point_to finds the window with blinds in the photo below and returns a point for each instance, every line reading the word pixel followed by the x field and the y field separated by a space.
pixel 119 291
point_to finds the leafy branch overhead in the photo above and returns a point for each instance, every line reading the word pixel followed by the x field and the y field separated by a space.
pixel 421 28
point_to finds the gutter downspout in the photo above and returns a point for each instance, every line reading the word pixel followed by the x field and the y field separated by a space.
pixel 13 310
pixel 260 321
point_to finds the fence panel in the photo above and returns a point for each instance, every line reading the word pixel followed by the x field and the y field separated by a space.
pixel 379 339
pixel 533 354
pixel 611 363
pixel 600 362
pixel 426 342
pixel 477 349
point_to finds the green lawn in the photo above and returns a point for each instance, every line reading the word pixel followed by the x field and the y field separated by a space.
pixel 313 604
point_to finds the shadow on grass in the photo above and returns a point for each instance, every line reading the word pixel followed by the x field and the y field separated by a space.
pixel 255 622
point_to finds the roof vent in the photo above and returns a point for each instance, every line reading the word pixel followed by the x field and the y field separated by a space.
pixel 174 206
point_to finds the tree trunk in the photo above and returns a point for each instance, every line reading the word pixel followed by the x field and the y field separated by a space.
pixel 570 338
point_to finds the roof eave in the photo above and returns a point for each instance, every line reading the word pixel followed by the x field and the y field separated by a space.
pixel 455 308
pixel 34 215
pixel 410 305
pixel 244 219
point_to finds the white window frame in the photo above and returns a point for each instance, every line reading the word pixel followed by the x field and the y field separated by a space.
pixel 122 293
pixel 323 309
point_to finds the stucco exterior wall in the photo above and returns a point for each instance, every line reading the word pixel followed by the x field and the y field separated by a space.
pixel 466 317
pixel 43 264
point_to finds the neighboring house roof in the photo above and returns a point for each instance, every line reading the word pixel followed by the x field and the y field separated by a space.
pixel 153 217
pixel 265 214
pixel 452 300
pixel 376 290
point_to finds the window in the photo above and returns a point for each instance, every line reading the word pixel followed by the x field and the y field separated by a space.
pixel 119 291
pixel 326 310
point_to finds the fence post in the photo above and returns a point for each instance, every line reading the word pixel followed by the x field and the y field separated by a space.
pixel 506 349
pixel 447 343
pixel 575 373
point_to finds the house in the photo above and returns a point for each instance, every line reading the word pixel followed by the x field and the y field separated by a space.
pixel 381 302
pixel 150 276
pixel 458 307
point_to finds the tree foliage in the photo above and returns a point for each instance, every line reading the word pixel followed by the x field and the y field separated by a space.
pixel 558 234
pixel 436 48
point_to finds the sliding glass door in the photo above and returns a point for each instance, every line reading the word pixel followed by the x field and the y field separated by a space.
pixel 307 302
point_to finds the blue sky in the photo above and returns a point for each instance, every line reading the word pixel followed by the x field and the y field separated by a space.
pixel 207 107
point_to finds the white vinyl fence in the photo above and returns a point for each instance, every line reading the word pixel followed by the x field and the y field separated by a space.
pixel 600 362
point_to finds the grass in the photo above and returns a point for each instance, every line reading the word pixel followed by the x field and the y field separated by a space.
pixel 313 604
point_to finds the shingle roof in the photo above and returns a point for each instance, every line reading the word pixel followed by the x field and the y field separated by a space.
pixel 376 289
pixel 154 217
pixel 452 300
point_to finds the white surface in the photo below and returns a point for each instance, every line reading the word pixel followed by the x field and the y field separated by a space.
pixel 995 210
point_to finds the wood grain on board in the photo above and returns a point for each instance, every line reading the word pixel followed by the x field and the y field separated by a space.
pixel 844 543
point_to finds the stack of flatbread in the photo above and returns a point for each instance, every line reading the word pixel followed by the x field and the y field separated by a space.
====
**Work to be completed:** Each line of the listing should be printed again, exactly.

**Task result:**
point_to finds the window with blinds in the photo below and returns a point for each instance, every line reading the word pixel followed by the x field and the y field separated by a space.
pixel 119 291
point_to finds the leafy branch overhead in the photo above and returns a point for each instance, every line reading the word pixel followed by the x field and the y field separated by a space.
pixel 421 28
point_to finds the gutter downspout in the photo above and returns a point for each instance, every line reading the word pixel followed by the x field and the y field separated by a space.
pixel 13 310
pixel 260 321
point_to finds the fence panel in the photo above and returns a point for each instance, every line reading the word pixel followed by the x field and the y field separated by a space.
pixel 379 339
pixel 533 354
pixel 611 363
pixel 600 362
pixel 426 342
pixel 477 349
point_to finds the green lawn in the photo above and returns a point for each instance, every line reading the word pixel followed by the x field and the y field separated by a space.
pixel 313 604
point_to finds the shadow on grass in the photo above and returns a point for each instance, every line reading the word pixel followed by the x field and the y field separated by a space.
pixel 255 622
point_to finds the roof vent in the photo above and returns a point for each instance, every line reading the word pixel followed by the x field and the y field separated by a space.
pixel 174 206
point_to finds the tree trunk in the photo above and returns a point for each instance, every line reading the word pixel followed by the x field and the y field separated by a space.
pixel 570 338
point_to finds the roof eave in the photo above and returns a point for each instance, every line reading the word pixel followed by the x field and the y field separated by a space.
pixel 455 308
pixel 34 215
pixel 410 305
pixel 244 219
point_to finds the white window frame in the photo above and returns a point for each instance, every line reading the word pixel followed by the x field and the y field separated by a space.
pixel 122 293
pixel 323 309
point_to finds the stucco exterior wall in the photo above and returns a point for each instance, every line reading the word pixel followed by the x field and the y field separated by a space.
pixel 466 317
pixel 43 264
point_to finds the neighboring house roof in the photo above and returns a point for each instance, every line reading the word pixel followed by the x field and the y field separated by a space.
pixel 153 217
pixel 265 214
pixel 452 300
pixel 376 290
point_to finds the window in the photo above and returns a point for each instance, every line reading the word pixel followed by the x field and the y field separated by a space.
pixel 119 291
pixel 326 310
point_to finds the fence post in the photo above and returns a point for each instance, every line reading the word pixel followed by the x field and the y field separated by a space.
pixel 506 349
pixel 447 343
pixel 575 373
point_to finds the house in the photo above and returns a point for each instance, every line reading the word pixel followed by the x field and the y field separated by a space.
pixel 381 302
pixel 150 276
pixel 458 307
point_to finds the tree foliage in the photo above and returns a point for each instance, every line reading the word pixel followed by the x field and the y field separated by a space.
pixel 558 234
pixel 436 48
point_to finds the sliding glass door in the photo above and returns a point for each instance, every line reading the word pixel followed by the x field and the y field separated by a space.
pixel 307 302
point_to finds the blue sky in the photo above and returns a point for each instance, every line reading the word pixel followed by the x field and the y field separated by a space.
pixel 207 107
point_to finds the white vinyl fence in the photo above and returns a point for each instance, every line reading the word pixel followed by the x field and the y field separated by a space.
pixel 600 362
point_to finds the grass in the photo above and returns a point for each instance, every line reading the word pixel followed by the x field and the y field separated by a space.
pixel 313 604
point_to finds the shingle roof in the photo above and returns a point for each instance, every line reading the word pixel followed by the x field and the y field separated by a space.
pixel 376 289
pixel 154 217
pixel 452 300
point_to finds the white surface in the photo below and returns a point for each instance, every line reading the word pixel followed by the x field and the y field separated by a space.
pixel 995 210
point_to finds the wood grain on board in the photo above and returns a point for each instance, every line reading the word pixel followed by the x field and the y field separated by a space.
pixel 844 543
point_to finds the stack of flatbread in the photo above and returns a point for each instance, every line reading the word pixel followed by the x field and the y field separated by a space.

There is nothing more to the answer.